Given task: Update the listing below by changing "blossom" to "flower" and keep everything else the same.

Supplied records:
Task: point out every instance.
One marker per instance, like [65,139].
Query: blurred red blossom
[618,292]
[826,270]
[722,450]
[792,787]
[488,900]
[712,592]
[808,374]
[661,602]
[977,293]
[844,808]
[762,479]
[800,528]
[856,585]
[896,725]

Exercise solution:
Task: point out every instance.
One marker per instance, like [65,139].
Query: blurred red flower
[618,292]
[826,270]
[722,450]
[792,787]
[488,900]
[712,592]
[808,374]
[661,602]
[977,293]
[844,808]
[762,479]
[800,528]
[856,585]
[896,725]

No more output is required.